═══ Texte extrait ═══

Résumé Bref
Cette vidéo est une introduction à un cours sur la croissance économique et la démographie, en particulier avant et pendant la révolution industrielle. L'orateur, fraîchement honoré d'un prix Nobel, exprime sa gratitude et son humilité. Le cours aborde la trappe malthusienne, les liens entre croissance et démographie, et les explications technologiques et institutionnelles du décollage économique.
- L'orateur a reçu le prix Nobel.
- Le cours porte sur la trappe malthusienne et le décollage économique.
- Les explications technologiques, démographiques et institutionnelles sont explorées.
Réaction à l'annonce du prix Nobel
L'orateur exprime sa surprise et sa gratitude pour l'attribution du prix Nobel, soulignant qu'il ne s'y attendait pas, car d'autres personnes excellentes ne l'ont pas reçu. Il mentionne qu'un prix similaire avait été décerné l'année précédente à des travaux proches de leur domaine. L'annonce a été faite par téléphone depuis la Suède, et il a été submergé de messages et de félicitations. Il a reçu des conseils pour gérer l'euphorie et éviter une potentielle dépression.

═══

§ Consignes: Recopiez sans rien changer le passage du résumé de la vidéo compris entre « - Le cours porte » et « institutionnelles sont explorées. », ces deux segments inclus.

═══ Données fournies ═══

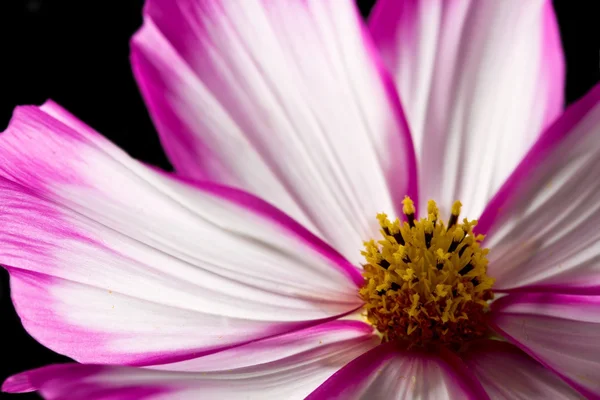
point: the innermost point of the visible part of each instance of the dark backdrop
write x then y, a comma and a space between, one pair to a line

═══

§ Réponse attendue:
- Le cours porte sur la trappe malthusienne et le décollage économique.
- Les explications technologiques, démographiques et institutionnelles sont explorées.